[PASSAGE Boundary: Start]

U.S. Teenage Birth Rate Decreases to Record Low in 2002, Report Finds
The U.S. teenage birth rate in 2002 reached a record low since the government started collecting statistics on teen births in the 1940s, according to a report released Friday by the Federal Interagency Forum on Child and Family Statistics, the Los Angeles Times reports. The report, which compiles 25 "key" indicators of child well-being from 20 federal agencies, says that the teen birth rate has decreased by 40% since 1991 (Tytell, Los Angeles Times, 7/16). The teen birth rate in 2002 was 23 births per 1,000 girls ages 15 to 17, compared with 25 births per 1,000 girls in 2001 (Fox, Reuters, 7/16). African-American girls had the largest decrease in teen births, and births among girls ages 18 to 19 decreased to "historic" lows, the report says, according to the Los Angeles Times (Los Angeles Times, 7/16). "The drop in adolescent birth rate is one of the biggest success stories," Duane Alexander, director of the National Institute of Child Health and Human Development at NIH, said (Reuters, 7/16). According to Alexander, teenage girls who give birth are less likely to finish high school or graduate from college than other girls their age, the AP/Salt Lake Tribune reports (McDonough, AP/Salt Lake Tribune, 7/16).
The report also says that infant mortality increased and more low-birthweight infants were born in 2002, according to the Los Angeles Times. According to the report, there were seven infant deaths per 1,000 births in 2002, representing a "small but significant" increase in infant mortality, according to the Los Angeles Times. Edward Sondik, director of the National Center for Health Statistics, said that better fetal medicine that allows infants to survive birth but cannot prevent their deaths in the first weeks of life could be responsible for the increase in infant mortality, according to the Los Angeles Times. According to preliminary statistics from 2003, the infant mortality rate has likely "leveled off." The percentage of infants born weighing fewer than 5.5 pounds increased to 7.8% in 2002, continuing a 20-year trend that could be related to an increase in the use of fertility treatments, which has led to more multiple births (Los Angeles Times, 7/16).
The report also found that the number of overweight children in the United States increased to 16% between 1999 and 2000, compared with 11% in the early 1990s and 6% in the late 1970s. According to the report, 27% of Mexican-American boys and 23% of black, non-Hispanic girls were overweight. The increased number of overweight children "jeopardizes our children's future, making them vulnerable to chronic conditions such as diabetes and hypertension previously associated more with adults than with children," Sondik said. Alexander added, "This is a trend that's been at work since 1980 ... and as a trend, it shows no sign of reversing" (McDonough, AP/Newark Star-Ledger, 7/16).

[PASSAGE Boundary: End]

ABOUT THIS EXERCISE = Copy the passage on the 2002 teen birth rate report word for word, from "The report also found" to "AP/Newark Star-Ledger, 7/16).".

[DATA SECTION Boundary: Start]

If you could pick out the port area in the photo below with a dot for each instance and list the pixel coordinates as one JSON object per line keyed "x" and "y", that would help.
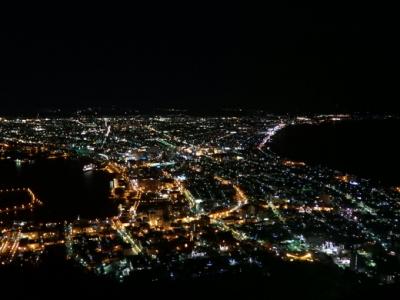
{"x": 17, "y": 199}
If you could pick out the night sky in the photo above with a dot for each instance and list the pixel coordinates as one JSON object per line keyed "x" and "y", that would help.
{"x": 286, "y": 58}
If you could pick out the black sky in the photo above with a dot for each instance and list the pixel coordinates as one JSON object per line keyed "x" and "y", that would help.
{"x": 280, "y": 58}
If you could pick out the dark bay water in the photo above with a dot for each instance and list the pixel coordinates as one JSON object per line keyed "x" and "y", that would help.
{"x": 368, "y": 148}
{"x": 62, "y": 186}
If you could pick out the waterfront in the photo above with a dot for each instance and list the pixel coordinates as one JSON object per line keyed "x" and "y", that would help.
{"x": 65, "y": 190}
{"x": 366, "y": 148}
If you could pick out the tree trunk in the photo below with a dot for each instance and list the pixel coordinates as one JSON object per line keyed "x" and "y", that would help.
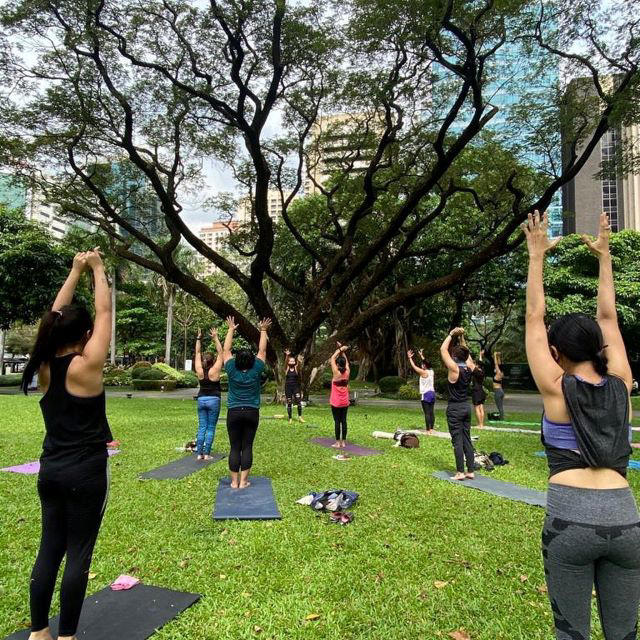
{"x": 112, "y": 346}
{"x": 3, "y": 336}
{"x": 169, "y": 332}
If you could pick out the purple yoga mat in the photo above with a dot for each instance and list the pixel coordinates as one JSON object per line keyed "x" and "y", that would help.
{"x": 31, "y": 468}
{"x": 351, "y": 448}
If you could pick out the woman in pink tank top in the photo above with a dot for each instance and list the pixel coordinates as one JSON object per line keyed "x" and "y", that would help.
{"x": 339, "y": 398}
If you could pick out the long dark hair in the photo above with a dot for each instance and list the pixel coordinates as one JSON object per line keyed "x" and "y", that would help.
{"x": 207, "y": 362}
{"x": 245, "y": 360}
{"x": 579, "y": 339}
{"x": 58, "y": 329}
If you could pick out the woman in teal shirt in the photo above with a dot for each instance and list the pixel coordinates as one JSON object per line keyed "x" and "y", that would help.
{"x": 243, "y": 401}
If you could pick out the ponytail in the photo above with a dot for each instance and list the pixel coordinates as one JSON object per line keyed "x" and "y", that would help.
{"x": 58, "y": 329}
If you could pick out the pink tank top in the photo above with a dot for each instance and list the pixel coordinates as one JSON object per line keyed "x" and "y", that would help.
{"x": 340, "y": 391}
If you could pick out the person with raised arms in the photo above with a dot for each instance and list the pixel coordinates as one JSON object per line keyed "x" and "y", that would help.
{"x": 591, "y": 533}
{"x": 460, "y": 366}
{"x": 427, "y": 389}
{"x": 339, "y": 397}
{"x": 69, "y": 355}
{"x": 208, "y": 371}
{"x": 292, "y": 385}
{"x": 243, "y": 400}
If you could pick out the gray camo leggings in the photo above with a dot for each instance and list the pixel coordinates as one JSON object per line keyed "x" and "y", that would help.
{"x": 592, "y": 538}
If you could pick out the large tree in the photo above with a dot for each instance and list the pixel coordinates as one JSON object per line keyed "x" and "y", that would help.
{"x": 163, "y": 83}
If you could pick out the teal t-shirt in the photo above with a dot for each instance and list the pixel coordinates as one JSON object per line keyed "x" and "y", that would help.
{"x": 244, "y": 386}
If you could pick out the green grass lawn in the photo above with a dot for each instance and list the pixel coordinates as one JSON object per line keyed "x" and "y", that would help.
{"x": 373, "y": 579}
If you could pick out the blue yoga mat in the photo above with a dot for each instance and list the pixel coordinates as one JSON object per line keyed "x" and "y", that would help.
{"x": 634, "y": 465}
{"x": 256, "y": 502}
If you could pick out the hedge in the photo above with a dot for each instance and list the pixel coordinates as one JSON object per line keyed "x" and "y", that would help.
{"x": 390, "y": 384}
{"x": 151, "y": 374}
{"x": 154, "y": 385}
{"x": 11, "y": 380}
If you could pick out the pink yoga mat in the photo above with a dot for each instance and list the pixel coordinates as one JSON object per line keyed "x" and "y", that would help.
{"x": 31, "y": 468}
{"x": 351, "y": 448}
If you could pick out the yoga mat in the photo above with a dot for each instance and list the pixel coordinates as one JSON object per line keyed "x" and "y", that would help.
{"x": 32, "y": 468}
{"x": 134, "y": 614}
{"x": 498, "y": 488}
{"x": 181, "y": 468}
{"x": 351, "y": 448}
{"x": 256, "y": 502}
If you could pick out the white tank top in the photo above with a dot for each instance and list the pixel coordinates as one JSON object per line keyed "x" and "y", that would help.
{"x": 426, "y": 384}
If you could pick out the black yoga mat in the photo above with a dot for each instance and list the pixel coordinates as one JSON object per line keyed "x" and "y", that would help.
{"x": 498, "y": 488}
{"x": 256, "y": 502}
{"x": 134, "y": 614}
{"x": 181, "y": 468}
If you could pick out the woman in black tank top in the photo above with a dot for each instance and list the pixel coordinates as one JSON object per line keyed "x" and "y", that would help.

[DATA SECTION Boundary: End]

SOLUTION =
The report also found that the number of overweight children in the United States increased to 16% between 1999 and 2000, compared with 11% in the early 1990s and 6% in the late 1970s. According to the report, 27% of Mexican-American boys and 23% of black, non-Hispanic girls were overweight. The increased number of overweight children "jeopardizes our children's future, making them vulnerable to chronic conditions such as diabetes and hypertension previously associated more with adults than with children," Sondik said. Alexander added, "This is a trend that's been at work since 1980 ... and as a trend, it shows no sign of reversing" (McDonough, AP/Newark Star-Ledger, 7/16).